* What you will do:
1. According to the Fast-Chatterbox README, which three things must be installed before running the server locally with uv?
2. Please carry the Fast-Chatterbox README forward from the end of its last sentence.

* Document extract:
Skip to content

QueryPlanner/Chatter-Fast-Chatter-Box

Repository files navigation

Fast-Chatterbox

FastAPI server for Chatterbox TTS with voice cloning support.

Features

  • Text-to-Speech Synthesis: Generate speech from text using ChatterboxTurboTTS
  • Voice Cloning: Clone voices from reference audio samples (>5s recommended)
  • Voice Library: Manage multiple voice profiles with aliases
  • Long Text Support: Automatic sentence-based chunking for long text inputs
  • Multiple Formats: Output as MP3 (default) or WAV
  • Docker Ready: Easy deployment with Docker and docker-compose

Quick Start

Option 1: Local development with uv (recommended on macOS)

On macOS, running the API directly on the host is usually much faster than Docker: PyTorch can use MPS (Apple GPU) when DEVICE=auto, whereas a container on Docker Desktop is Linux on a virtual CPU with no Metal/MPS, so synthesis is CPU-only and pays VM overhead. Use Docker when you need Linux deployment parity or server environments; for daily use on a Mac, prefer uv.

Prerequisites: Python 3.11+, uv, and ffmpeg (brew install ffmpeg on macOS).

# Clone the repository
git clone https://github.com/YOUR_USERNAME/fast-chatterbox.git
cd fast-chatterbox

# Install dependencies
uv sync

# Run the server (MPS on Apple Silicon when DEVICE=auto)
uv run uvicorn app.main:app --reload
# Or: bash scripts/dev.sh  (same, loads .env from repo root)

The API will be available at http://localhost:8000. Confirm GET /health shows your device (e.g. mps on Apple Silicon when the model is ready).

First startup downloads model weights through ChatterboxTurboTTS.from_pretrained(...). Internet is required once; after that, weights are cached locally.

Option 2: Docker

# Clone the repository
git clone https://github.com/YOUR_USERNAME/fast-chatterbox.git
cd fast-chatterbox

# Start with docker-compose
docker compose up -d

# Or build and run manually
docker build -t fast-chatterbox .
docker run -p 8000:8000 fast-chatterbox

The API will be available at http://localhost:8000.

Verify the server:

curl http://localhost:8000/ping
curl http://localhost:8000/health

Option 3: macOS Background Service (LaunchDaemon)

For a Mac you use daily, you can install Fast-Chatterbox as a permanent, auto-starting background service. This runs the native uv stack (giving you MPS / Apple GPU speed) in the background, automatically restarts if it crashes, and starts on boot.

* Provided material:
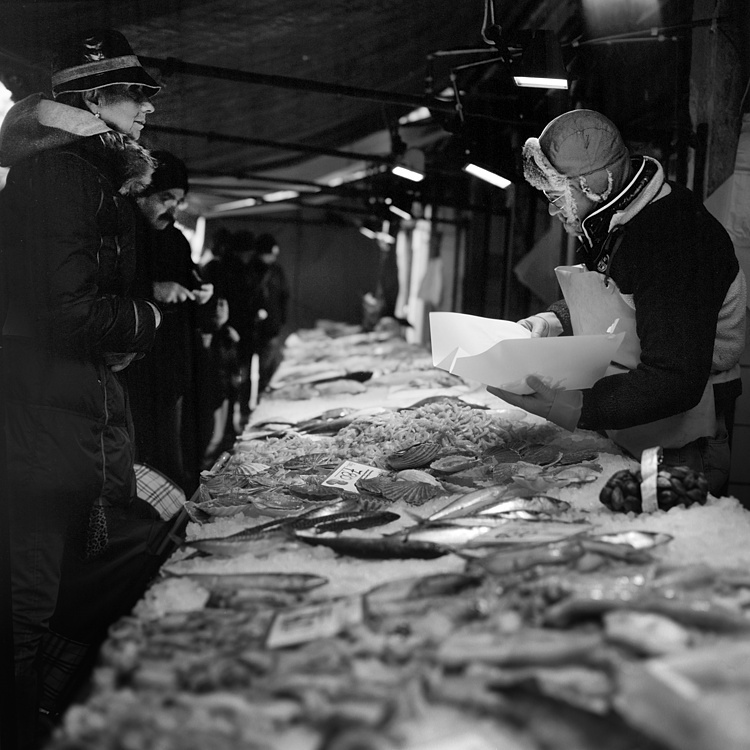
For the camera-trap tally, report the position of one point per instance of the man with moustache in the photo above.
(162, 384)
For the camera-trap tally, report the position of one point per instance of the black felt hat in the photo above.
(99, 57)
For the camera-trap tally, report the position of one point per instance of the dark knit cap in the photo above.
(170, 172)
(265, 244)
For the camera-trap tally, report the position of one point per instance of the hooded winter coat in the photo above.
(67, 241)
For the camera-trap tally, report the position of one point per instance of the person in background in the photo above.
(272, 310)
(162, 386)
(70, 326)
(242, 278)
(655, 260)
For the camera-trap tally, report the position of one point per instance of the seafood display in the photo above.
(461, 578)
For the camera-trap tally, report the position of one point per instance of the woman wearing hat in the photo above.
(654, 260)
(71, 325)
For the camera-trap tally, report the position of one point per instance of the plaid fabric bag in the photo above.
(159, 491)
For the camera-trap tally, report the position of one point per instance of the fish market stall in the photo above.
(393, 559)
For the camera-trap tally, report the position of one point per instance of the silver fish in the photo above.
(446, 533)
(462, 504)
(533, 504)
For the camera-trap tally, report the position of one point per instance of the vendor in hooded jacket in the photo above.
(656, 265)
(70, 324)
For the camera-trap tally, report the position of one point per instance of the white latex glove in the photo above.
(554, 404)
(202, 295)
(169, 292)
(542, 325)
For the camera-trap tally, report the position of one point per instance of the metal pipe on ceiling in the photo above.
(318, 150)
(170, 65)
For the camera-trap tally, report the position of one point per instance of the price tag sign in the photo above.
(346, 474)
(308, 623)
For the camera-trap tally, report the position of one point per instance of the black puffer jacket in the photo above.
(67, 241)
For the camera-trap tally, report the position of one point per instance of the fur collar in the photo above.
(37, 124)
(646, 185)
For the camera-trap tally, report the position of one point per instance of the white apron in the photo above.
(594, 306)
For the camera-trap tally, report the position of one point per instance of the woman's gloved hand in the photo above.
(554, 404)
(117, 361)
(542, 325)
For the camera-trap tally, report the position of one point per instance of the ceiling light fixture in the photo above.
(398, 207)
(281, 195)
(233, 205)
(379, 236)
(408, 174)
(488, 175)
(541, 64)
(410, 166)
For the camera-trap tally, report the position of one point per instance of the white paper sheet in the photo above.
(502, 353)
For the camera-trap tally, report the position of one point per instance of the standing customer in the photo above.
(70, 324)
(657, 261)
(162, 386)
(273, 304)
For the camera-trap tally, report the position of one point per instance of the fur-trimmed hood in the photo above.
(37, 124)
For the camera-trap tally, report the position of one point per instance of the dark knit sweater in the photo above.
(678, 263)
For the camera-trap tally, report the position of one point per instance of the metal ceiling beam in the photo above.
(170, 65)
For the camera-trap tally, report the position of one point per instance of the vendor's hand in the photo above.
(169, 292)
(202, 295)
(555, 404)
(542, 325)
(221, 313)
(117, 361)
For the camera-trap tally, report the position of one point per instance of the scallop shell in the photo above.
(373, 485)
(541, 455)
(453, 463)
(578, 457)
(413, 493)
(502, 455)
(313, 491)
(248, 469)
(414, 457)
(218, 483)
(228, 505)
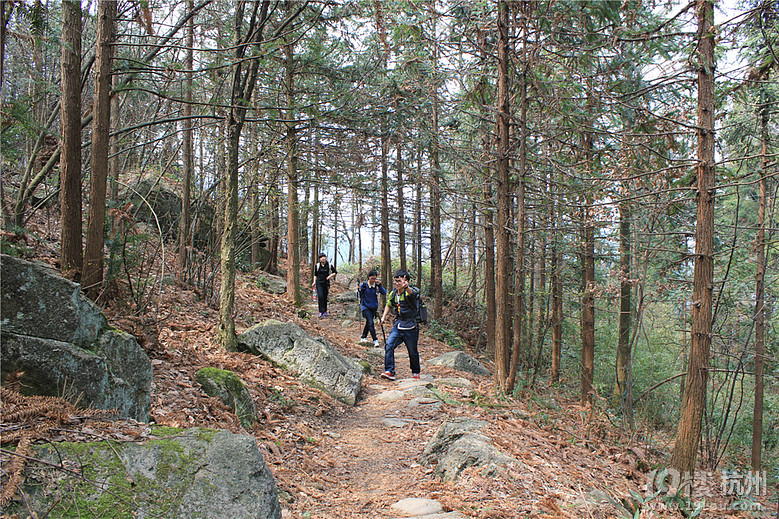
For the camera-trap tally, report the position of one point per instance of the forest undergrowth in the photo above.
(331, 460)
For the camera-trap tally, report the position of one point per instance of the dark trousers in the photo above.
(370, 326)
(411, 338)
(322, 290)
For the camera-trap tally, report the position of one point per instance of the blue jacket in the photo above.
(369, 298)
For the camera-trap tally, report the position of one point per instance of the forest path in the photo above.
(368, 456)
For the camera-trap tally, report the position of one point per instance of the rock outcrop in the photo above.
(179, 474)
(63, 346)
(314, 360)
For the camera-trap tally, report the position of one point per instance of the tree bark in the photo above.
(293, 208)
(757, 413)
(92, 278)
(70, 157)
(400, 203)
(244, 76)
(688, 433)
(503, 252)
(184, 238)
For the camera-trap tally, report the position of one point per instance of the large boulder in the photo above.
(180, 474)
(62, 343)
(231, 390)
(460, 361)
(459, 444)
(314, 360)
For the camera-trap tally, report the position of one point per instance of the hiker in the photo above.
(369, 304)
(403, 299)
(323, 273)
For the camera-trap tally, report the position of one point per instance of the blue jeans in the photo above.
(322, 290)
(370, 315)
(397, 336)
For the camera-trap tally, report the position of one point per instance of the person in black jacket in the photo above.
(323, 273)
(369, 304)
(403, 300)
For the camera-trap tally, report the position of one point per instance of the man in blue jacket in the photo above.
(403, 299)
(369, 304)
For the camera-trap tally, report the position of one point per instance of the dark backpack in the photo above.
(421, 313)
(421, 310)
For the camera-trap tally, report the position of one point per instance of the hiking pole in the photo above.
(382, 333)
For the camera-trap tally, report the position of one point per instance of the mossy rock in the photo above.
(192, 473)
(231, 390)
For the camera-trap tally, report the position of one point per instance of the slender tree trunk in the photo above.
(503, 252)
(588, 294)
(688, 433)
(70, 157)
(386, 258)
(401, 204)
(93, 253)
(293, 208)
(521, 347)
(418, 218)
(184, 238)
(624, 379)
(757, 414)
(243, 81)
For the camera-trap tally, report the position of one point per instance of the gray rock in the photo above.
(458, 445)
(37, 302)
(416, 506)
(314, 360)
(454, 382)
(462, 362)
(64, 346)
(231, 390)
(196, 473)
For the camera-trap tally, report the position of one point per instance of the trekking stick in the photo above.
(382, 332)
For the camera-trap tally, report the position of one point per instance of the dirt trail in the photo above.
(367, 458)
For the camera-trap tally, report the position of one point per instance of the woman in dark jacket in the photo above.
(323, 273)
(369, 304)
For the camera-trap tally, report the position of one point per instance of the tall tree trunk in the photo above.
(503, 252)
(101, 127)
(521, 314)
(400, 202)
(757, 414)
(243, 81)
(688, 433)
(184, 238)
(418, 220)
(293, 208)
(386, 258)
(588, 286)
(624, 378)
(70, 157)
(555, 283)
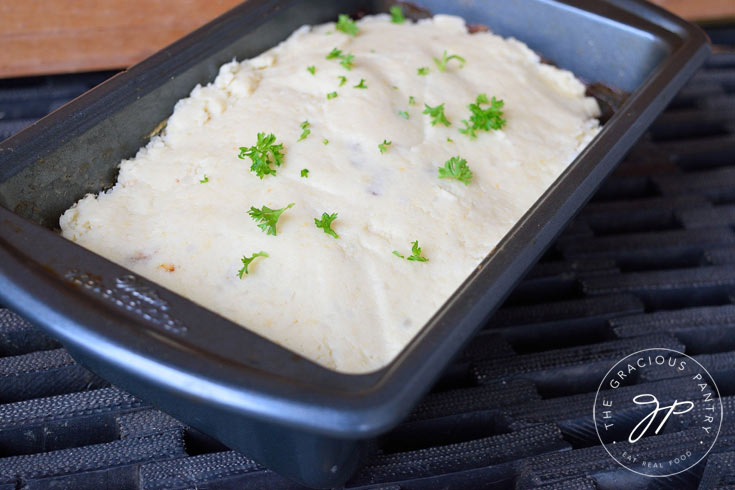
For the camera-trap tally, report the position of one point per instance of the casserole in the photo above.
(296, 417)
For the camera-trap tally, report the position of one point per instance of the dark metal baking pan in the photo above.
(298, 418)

* Numbered answers:
1. Python 3.11+, uv, and ffmpeg.

2.
Installation (One-time setup):

  1. Install prerequisites: brew install ffmpeg uv
  2. Install Python dependencies: uv sync
  3. Create your .env file (copy from .env.example and ensure HF_TOKEN is set).
  4. Free up port 8000 if Docker is currently using it: docker compose down
  5. Warm up the model cache to prevent first-boot download timeouts:
    uv run python generate_turbo.py --text "warmup"
  6. Install and start the daemon (prompts for password):
    bash scripts/install-launchd.sh
    If that prints Bootstrap failed: 5, the plist could not be registered in the system domain (common when the clone lives under iCloud Drive / cloud-synced Documents, or a launchd quirk on some setups). Do one of: move the repo to a path like ~/dev/Chatter-Fast-Chatter-Box on a local APFS volume, or install the per-user service instead (no sudo):
    bash scripts/uninstall-launchd.sh
    bash scripts/install-launchagent.sh
    A user LaunchAgent starts at login and avoids /Library/LaunchDaemons/.

The API is now running at http://localhost:8000 and will automatically start when your Mac boots (or at login, if you used install-launchagent.sh). Check health with curl http://localhost:8000/health (expect "device": "mps" on Apple Silicon).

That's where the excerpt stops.